— Begin Text excerpt —

Programming for beginners: Real-time Data Processing: Traditional RDBMS vs Modern Systems

Conventional RDBMS systems are designed for OLTP (Online Transaction Processing) workloads, emphasizing strong transaction consistency and durability. In simple terms, these systems are fine-tuned for efficient storage and retrieval of data but are less suited for processing data in real-time as it is generated.

Interacting with RDBMS involves a three-step procedure.

Step 1: Insert data into a database.

Step 2: After indexing the data and completing the transaction, the data becomes accessible for subsequent query processing.

Step 3: The data is now prepared for querying, user can read the data

This "process-after-store" model forms the core principle of all traditional DBMSs.

In real-time applications, the storage operation, which must occur before processing, adds a significant delay/latency in the application, which is not acceptable for real time processing engines.

Here are some reasons why conventional RDBMS systems are not well-suited for real-time processing:

Latency: RDBMS systems often exhibit high latency, resulting in a significant delay for data to be written to disk and then retrieved. This is impractical for real-time processing, where data must be handled promptly upon generation.

— End Text excerpt —
— Begin Available data —

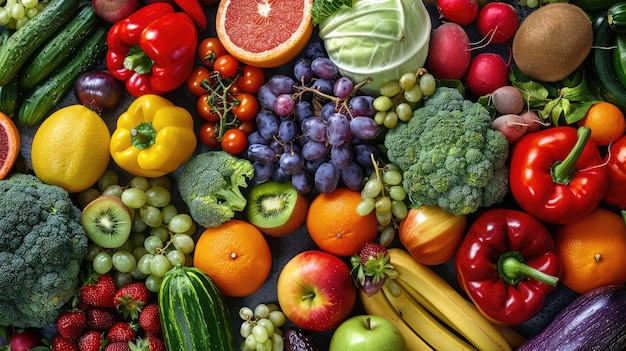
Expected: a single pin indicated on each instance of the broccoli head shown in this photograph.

— End Available data —

* [Task description]:
According to the text on real-time data processing, what type of workload are conventional RDBMS systems designed for? Answer using only the text about real-time data processing.

* [Complete output]:
OLTP (Online Transaction Processing) workloads.